## BEGIN
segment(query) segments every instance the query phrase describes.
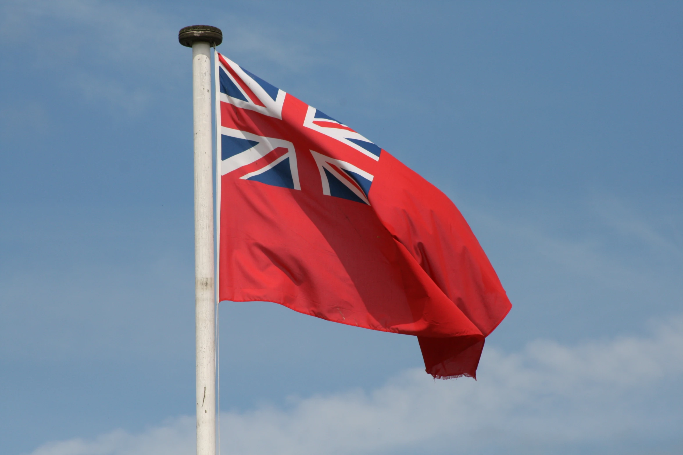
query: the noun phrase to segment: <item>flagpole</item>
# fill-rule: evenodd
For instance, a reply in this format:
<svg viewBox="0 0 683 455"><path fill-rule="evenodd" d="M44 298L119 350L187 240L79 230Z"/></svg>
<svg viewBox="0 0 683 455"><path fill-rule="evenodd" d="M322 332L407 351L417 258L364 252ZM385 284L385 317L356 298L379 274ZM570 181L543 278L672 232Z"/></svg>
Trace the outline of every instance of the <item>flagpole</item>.
<svg viewBox="0 0 683 455"><path fill-rule="evenodd" d="M195 317L197 368L197 454L216 454L216 333L214 293L213 173L211 125L211 46L220 29L192 25L178 41L192 48L195 133Z"/></svg>

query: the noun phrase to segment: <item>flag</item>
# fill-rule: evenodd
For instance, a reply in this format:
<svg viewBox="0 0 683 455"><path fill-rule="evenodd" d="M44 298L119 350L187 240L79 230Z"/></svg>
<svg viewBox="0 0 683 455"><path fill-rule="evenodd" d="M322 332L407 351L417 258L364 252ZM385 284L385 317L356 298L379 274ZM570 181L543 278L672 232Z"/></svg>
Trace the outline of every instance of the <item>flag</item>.
<svg viewBox="0 0 683 455"><path fill-rule="evenodd" d="M436 187L217 53L219 298L417 337L427 372L475 377L511 308Z"/></svg>

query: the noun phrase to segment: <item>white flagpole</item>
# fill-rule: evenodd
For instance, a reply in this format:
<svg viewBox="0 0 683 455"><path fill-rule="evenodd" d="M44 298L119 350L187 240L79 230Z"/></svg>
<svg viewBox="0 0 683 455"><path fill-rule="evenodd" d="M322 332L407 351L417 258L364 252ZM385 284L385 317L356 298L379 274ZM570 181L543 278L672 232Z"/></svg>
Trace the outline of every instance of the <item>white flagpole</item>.
<svg viewBox="0 0 683 455"><path fill-rule="evenodd" d="M216 314L214 294L213 173L211 128L211 46L219 29L193 25L178 41L192 48L195 130L195 295L197 340L197 454L216 454Z"/></svg>

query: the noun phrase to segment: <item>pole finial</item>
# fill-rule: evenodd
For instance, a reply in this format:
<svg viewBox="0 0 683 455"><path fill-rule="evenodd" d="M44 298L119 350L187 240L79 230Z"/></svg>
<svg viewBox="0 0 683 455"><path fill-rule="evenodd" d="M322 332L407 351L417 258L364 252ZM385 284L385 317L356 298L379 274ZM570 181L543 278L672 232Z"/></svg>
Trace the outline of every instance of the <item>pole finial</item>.
<svg viewBox="0 0 683 455"><path fill-rule="evenodd" d="M223 32L217 27L191 25L180 29L180 31L178 32L178 40L187 47L192 47L198 41L208 42L212 47L215 47L223 42Z"/></svg>

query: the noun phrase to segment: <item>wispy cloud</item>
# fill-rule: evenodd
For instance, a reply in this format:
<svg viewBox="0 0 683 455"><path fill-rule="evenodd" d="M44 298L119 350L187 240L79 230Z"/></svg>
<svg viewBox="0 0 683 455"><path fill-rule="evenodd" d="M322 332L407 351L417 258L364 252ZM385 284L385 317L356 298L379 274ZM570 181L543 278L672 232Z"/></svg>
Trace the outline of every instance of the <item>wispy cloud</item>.
<svg viewBox="0 0 683 455"><path fill-rule="evenodd" d="M370 392L292 398L221 415L222 451L282 454L666 453L678 434L683 317L646 337L485 351L478 381L408 370ZM273 379L276 381L277 379ZM137 435L46 444L31 455L188 453L189 417ZM659 452L657 452L659 451Z"/></svg>

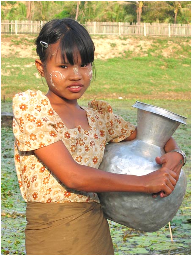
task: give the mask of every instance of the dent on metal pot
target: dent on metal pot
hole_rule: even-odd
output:
[[[130,142],[106,145],[99,169],[107,172],[138,176],[159,168],[156,156],[178,127],[186,118],[161,108],[136,101],[137,137]],[[153,198],[151,195],[132,192],[99,193],[105,217],[137,230],[154,232],[175,215],[185,194],[187,181],[181,170],[173,192],[168,197]]]

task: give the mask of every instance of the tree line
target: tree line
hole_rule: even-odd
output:
[[[191,1],[1,1],[1,19],[191,23]]]

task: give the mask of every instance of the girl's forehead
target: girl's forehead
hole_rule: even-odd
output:
[[[55,44],[56,45],[56,44]],[[61,52],[59,44],[58,45],[53,45],[50,47],[50,56],[51,59],[55,59],[56,62],[69,63],[69,61],[68,59],[67,55],[65,51],[65,49],[63,52]],[[77,49],[74,49],[73,52],[71,53],[72,56],[73,62],[74,64],[81,63],[81,57],[80,53]]]

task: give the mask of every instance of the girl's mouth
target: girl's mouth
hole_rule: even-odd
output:
[[[69,86],[68,88],[71,92],[79,92],[82,88],[83,86],[82,84],[78,85],[71,85]]]

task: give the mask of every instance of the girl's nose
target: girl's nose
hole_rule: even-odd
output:
[[[81,72],[77,66],[74,65],[74,67],[72,68],[69,78],[69,79],[71,80],[75,81],[79,80],[81,78],[82,75]]]

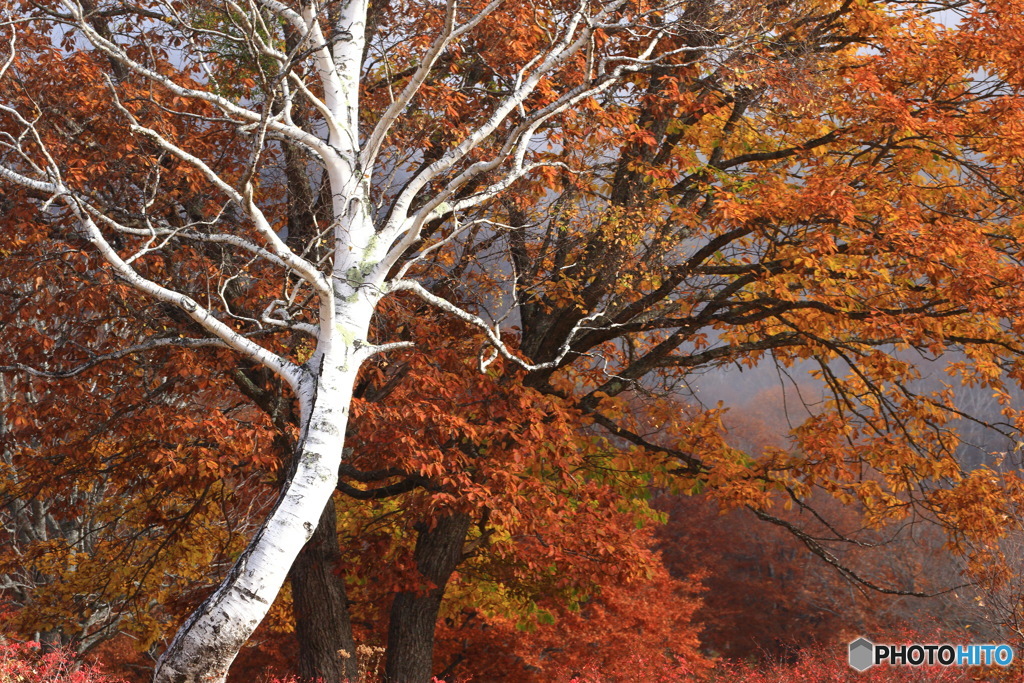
## END
### Written task
Format every line of the rows above as a JSON list of strings, with one string per line and blank lines omitted. Leave the pictures out of the list.

### Output for this exercise
[
  "segment(query) segments every instance the query phrase describes.",
  "query: the noun phrase to segment: <item>flagpole</item>",
  "# fill-rule: evenodd",
  "For instance, a reply in this format:",
  "<svg viewBox=\"0 0 683 455\"><path fill-rule=\"evenodd\" d=\"M44 298L119 350L187 240L79 230Z\"/></svg>",
  "<svg viewBox=\"0 0 683 455\"><path fill-rule=\"evenodd\" d=\"M322 332L407 351L417 258L364 252ZM385 284L385 317L356 298L379 274ZM570 181L543 278L672 232Z\"/></svg>",
  "Trace the outline of every instance of the <item>flagpole</item>.",
  "<svg viewBox=\"0 0 683 455\"><path fill-rule=\"evenodd\" d=\"M195 317L197 368L197 454L216 454L216 333L214 293L213 173L211 125L211 46L220 29L192 25L178 41L192 48L195 133Z\"/></svg>",
  "query: the noun phrase to segment: <item>flag</item>",
  "# fill-rule: evenodd",
  "For instance, a reply in this format:",
  "<svg viewBox=\"0 0 683 455\"><path fill-rule=\"evenodd\" d=\"M44 298L119 350L187 240L79 230Z\"/></svg>",
  "<svg viewBox=\"0 0 683 455\"><path fill-rule=\"evenodd\" d=\"M322 332L407 351L417 258L364 252ZM385 284L385 317L356 298L379 274ZM570 181L543 278L672 232Z\"/></svg>",
  "Trace the outline of every instance of the <item>flag</item>.",
  "<svg viewBox=\"0 0 683 455\"><path fill-rule=\"evenodd\" d=\"M436 187L217 53L219 298L417 337L427 372L475 377L511 308Z\"/></svg>",
  "query: the noun phrase to segment: <item>white flagpole</item>",
  "# fill-rule: evenodd",
  "For instance, a reply in this format:",
  "<svg viewBox=\"0 0 683 455\"><path fill-rule=\"evenodd\" d=\"M44 298L119 350L187 240L79 230Z\"/></svg>",
  "<svg viewBox=\"0 0 683 455\"><path fill-rule=\"evenodd\" d=\"M322 332L407 351L417 258L364 252ZM385 284L385 317L356 298L379 274ZM570 181L543 278L672 232Z\"/></svg>",
  "Trace the outline of every instance of the <item>white flagpole</item>.",
  "<svg viewBox=\"0 0 683 455\"><path fill-rule=\"evenodd\" d=\"M216 314L214 294L213 173L211 128L211 46L219 29L193 25L178 41L192 48L195 130L195 295L197 340L197 454L216 454Z\"/></svg>",
  "query: the noun phrase to segment: <item>pole finial</item>",
  "# fill-rule: evenodd",
  "For instance, a reply in this format:",
  "<svg viewBox=\"0 0 683 455\"><path fill-rule=\"evenodd\" d=\"M44 298L119 350L187 240L79 230Z\"/></svg>",
  "<svg viewBox=\"0 0 683 455\"><path fill-rule=\"evenodd\" d=\"M322 332L407 351L417 258L364 252ZM385 284L385 317L356 298L379 274ZM570 181L543 278L672 232Z\"/></svg>",
  "Trace the outline of every instance of the <item>pole finial</item>.",
  "<svg viewBox=\"0 0 683 455\"><path fill-rule=\"evenodd\" d=\"M223 32L217 27L191 25L180 29L180 31L178 32L178 40L187 47L192 47L198 41L208 42L212 47L215 47L223 42Z\"/></svg>",
  "query: the noun phrase to segment: <item>wispy cloud</item>",
  "# fill-rule: evenodd",
  "For instance, a reply in this format:",
  "<svg viewBox=\"0 0 683 455\"><path fill-rule=\"evenodd\" d=\"M44 298L119 350L187 240L79 230Z\"/></svg>",
  "<svg viewBox=\"0 0 683 455\"><path fill-rule=\"evenodd\" d=\"M322 332L407 351L417 258L364 252ZM385 284L385 317L356 298L379 274ZM570 181L543 278L672 232Z\"/></svg>",
  "Trace the outline of every instance of the <item>wispy cloud</item>.",
  "<svg viewBox=\"0 0 683 455\"><path fill-rule=\"evenodd\" d=\"M370 392L292 398L221 415L222 451L282 454L666 453L678 434L683 317L646 337L485 351L478 381L408 370ZM273 379L276 381L277 379ZM137 435L46 444L31 455L188 453L189 417ZM659 452L657 452L659 451Z\"/></svg>",
  "task: give the mask of every instance of the dent on metal pot",
  "target: dent on metal pot",
  "hole_rule: even-odd",
  "output:",
  "[[[130,142],[106,145],[99,169],[107,172],[138,176],[159,168],[156,156],[178,127],[186,118],[161,108],[136,101],[137,137]],[[153,198],[151,195],[132,192],[99,193],[105,217],[137,230],[154,232],[175,215],[185,194],[187,181],[181,170],[173,192],[168,197]]]",
  "task: give the mask of every instance of the tree line",
  "target: tree line",
  "hole_rule: even-odd",
  "output:",
  "[[[191,1],[1,1],[1,19],[191,23]]]",
  "task: give the mask of every instance of the girl's forehead",
  "target: girl's forehead",
  "hole_rule: even-odd",
  "output:",
  "[[[55,44],[56,45],[56,44]],[[61,52],[59,44],[58,45],[53,45],[50,47],[50,56],[51,59],[55,59],[56,62],[69,63],[69,61],[68,59],[67,55],[65,51],[65,49],[63,52]],[[77,49],[74,49],[73,52],[71,53],[72,56],[73,62],[74,64],[81,63],[81,57],[80,53]]]",
  "task: give the mask of every instance of the girl's mouth",
  "target: girl's mouth",
  "hole_rule: even-odd",
  "output:",
  "[[[69,86],[68,88],[71,92],[79,92],[82,88],[83,86],[82,84],[78,85],[71,85]]]",
  "task: give the mask of every instance of the girl's nose",
  "target: girl's nose",
  "hole_rule: even-odd",
  "output:",
  "[[[81,72],[77,66],[74,65],[74,67],[72,68],[69,78],[69,79],[71,80],[75,81],[79,80],[81,78],[82,75]]]"
]